INSTRUCTIONS FOR THE TASK: From the line bearing "the dark jacket" down to the final line of the records below, give every line again exactly and add nothing.

Segment Start: INFORMATION PROVIDED

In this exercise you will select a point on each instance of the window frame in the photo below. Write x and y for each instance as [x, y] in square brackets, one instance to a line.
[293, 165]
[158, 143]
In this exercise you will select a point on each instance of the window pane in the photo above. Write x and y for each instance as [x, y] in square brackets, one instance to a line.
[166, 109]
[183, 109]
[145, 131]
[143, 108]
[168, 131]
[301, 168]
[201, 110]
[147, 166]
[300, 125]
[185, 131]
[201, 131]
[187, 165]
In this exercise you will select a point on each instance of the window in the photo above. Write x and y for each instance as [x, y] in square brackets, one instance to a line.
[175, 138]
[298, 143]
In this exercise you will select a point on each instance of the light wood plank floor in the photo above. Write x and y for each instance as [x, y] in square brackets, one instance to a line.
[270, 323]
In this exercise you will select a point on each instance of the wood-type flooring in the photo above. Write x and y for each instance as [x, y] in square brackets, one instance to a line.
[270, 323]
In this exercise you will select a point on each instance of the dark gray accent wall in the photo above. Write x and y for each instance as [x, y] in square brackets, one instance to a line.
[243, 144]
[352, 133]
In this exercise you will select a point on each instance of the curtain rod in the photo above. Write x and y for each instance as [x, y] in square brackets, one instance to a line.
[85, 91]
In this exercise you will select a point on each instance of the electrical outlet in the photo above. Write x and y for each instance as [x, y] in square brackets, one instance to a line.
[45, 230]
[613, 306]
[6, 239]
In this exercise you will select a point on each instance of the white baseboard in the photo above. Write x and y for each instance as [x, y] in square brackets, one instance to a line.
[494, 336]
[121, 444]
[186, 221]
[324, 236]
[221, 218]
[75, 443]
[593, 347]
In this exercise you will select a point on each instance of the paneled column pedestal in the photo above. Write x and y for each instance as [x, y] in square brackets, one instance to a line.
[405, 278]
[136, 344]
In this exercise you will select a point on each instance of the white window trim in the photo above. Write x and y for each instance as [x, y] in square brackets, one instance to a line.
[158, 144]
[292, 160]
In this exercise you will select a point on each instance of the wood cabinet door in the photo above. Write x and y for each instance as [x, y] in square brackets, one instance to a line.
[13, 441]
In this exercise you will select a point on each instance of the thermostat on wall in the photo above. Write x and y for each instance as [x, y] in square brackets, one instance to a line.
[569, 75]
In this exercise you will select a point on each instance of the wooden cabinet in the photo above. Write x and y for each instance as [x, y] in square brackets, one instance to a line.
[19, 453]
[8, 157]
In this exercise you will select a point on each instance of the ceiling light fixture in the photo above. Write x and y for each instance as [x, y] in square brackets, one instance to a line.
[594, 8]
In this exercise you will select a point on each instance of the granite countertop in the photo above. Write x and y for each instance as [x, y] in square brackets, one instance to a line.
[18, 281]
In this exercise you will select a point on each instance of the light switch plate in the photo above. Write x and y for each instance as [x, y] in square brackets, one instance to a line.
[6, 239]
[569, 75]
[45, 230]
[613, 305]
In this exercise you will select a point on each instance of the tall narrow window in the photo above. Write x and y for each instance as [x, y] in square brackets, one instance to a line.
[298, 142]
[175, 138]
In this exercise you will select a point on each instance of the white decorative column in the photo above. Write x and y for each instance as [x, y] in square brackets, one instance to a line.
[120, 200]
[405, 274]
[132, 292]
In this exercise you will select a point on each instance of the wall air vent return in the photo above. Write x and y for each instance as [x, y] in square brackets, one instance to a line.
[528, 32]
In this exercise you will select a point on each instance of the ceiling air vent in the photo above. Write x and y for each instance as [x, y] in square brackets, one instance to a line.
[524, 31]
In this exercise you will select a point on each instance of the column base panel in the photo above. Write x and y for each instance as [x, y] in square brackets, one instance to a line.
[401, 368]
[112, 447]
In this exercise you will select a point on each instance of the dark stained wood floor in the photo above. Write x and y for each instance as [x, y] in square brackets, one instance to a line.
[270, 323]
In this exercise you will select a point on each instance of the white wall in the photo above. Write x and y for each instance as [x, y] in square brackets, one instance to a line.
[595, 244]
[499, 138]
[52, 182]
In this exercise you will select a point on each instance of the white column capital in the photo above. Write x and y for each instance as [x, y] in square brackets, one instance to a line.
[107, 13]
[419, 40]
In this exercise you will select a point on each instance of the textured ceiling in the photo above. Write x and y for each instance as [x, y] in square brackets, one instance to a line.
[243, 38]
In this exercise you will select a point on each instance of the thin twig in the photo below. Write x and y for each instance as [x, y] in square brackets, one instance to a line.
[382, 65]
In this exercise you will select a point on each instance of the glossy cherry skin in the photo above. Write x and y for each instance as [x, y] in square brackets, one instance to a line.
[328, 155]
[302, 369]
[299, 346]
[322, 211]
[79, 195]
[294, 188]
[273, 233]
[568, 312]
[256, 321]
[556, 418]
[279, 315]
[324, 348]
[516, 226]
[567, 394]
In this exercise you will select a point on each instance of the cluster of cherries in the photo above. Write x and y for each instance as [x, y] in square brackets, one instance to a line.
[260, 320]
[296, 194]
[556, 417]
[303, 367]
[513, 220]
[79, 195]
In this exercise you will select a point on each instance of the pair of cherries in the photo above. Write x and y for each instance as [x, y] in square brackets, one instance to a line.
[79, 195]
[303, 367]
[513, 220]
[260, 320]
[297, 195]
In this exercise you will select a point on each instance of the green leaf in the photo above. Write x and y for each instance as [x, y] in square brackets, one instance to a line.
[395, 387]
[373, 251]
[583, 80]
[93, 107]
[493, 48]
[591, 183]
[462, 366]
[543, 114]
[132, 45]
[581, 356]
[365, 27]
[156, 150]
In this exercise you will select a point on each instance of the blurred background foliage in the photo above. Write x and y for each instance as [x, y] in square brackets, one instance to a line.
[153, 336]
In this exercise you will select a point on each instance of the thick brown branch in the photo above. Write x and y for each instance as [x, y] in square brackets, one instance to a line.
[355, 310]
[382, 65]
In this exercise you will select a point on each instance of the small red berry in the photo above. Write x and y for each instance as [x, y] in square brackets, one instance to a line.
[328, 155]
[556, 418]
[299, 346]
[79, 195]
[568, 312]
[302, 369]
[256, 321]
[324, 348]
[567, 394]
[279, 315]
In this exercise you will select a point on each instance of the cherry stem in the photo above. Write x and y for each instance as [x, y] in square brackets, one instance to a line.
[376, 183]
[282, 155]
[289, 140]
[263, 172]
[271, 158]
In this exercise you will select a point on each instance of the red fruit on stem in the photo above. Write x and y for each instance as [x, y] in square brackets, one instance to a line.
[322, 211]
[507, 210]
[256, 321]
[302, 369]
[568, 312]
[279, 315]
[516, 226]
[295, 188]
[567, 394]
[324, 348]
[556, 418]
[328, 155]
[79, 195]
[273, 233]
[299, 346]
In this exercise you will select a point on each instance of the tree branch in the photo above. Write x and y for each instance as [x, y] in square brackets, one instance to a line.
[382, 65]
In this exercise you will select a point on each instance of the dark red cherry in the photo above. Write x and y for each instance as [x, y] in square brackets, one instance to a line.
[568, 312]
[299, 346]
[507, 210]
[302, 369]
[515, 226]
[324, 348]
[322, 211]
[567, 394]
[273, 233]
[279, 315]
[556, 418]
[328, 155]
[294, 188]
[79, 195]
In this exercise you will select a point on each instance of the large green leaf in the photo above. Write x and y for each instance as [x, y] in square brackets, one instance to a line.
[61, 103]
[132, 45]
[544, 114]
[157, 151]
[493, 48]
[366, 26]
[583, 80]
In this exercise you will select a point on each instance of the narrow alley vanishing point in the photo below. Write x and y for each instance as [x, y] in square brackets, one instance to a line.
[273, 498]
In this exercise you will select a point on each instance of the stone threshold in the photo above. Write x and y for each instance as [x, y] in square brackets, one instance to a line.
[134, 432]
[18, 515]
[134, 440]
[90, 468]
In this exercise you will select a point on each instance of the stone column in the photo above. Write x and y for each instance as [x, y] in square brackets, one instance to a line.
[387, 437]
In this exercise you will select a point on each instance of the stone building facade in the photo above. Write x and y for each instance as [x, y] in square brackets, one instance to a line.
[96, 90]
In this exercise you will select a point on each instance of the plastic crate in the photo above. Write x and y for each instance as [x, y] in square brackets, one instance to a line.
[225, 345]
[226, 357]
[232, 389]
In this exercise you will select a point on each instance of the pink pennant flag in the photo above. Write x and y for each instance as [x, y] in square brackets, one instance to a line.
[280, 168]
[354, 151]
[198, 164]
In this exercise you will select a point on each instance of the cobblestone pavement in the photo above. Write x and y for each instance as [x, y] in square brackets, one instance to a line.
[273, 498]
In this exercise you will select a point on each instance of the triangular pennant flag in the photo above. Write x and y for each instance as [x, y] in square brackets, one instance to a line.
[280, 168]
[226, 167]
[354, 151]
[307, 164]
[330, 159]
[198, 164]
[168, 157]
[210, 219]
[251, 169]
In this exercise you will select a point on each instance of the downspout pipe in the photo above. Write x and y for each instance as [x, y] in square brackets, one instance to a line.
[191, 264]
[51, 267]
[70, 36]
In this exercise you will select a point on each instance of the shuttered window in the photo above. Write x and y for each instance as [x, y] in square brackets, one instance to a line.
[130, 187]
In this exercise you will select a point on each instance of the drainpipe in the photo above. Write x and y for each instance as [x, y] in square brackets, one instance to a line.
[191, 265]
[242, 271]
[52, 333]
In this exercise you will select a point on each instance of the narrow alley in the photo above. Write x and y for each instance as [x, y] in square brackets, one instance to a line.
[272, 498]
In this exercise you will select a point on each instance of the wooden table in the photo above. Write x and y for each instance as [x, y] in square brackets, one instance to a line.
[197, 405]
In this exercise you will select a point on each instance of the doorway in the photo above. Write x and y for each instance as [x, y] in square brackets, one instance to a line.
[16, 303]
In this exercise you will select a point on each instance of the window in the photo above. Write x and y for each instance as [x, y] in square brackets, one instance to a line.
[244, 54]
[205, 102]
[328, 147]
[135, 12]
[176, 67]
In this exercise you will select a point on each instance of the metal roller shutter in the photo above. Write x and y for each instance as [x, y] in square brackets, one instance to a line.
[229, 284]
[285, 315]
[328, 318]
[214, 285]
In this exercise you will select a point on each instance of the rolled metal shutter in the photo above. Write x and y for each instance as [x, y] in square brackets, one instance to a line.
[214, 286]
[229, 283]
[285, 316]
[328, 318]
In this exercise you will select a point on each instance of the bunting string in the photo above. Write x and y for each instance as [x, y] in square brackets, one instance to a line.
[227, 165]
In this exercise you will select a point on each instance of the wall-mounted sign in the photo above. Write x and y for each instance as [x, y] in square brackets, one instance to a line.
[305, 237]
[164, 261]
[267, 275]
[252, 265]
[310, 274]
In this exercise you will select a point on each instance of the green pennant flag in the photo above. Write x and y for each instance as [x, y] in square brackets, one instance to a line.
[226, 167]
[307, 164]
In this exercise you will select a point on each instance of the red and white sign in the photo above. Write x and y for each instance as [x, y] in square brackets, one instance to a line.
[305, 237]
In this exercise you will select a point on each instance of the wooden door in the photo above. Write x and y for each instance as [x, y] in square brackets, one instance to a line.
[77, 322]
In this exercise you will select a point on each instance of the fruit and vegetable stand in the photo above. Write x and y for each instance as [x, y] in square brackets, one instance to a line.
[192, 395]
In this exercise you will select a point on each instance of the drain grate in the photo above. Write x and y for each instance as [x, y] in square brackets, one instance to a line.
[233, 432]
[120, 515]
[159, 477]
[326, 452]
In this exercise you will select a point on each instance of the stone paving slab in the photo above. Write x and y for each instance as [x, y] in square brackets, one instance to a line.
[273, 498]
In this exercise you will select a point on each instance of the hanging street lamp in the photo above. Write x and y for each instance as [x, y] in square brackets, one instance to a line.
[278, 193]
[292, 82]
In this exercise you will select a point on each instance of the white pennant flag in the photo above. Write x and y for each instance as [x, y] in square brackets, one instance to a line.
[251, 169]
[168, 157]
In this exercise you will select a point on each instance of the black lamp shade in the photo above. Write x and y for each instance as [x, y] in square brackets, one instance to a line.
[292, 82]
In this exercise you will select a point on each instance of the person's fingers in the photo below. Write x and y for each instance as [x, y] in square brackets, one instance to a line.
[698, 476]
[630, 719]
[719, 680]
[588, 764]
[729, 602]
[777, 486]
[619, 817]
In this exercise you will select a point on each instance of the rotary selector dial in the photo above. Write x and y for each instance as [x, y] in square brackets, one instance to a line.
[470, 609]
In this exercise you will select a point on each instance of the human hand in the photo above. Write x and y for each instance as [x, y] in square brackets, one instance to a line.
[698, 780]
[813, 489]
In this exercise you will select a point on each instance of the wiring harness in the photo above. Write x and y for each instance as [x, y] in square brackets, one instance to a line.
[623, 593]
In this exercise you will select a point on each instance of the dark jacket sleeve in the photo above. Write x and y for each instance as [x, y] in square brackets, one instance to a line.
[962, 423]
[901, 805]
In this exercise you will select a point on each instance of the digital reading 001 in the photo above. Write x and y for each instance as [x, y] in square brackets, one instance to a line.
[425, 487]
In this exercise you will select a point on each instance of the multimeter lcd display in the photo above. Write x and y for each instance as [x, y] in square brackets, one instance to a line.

Segment End: INFORMATION PROVIDED

WRITTEN RESPONSE:
In this exercise you will select a point on each instance of the dark jacket sleeve in the photo above. Write x and y for each instance as [x, y] in square brackets, one instance to a line.
[962, 423]
[901, 805]
In this exercise you will select a point on each instance of the digital reading 001 in the photo above. Write x and y for each instance as [x, y] in square brackets, one instance to a line.
[425, 487]
In this exercise you will select a point on each instance of the multimeter lcd display in the photo above. Write x and y for each instance as [x, y] in square brackets, one instance to a line.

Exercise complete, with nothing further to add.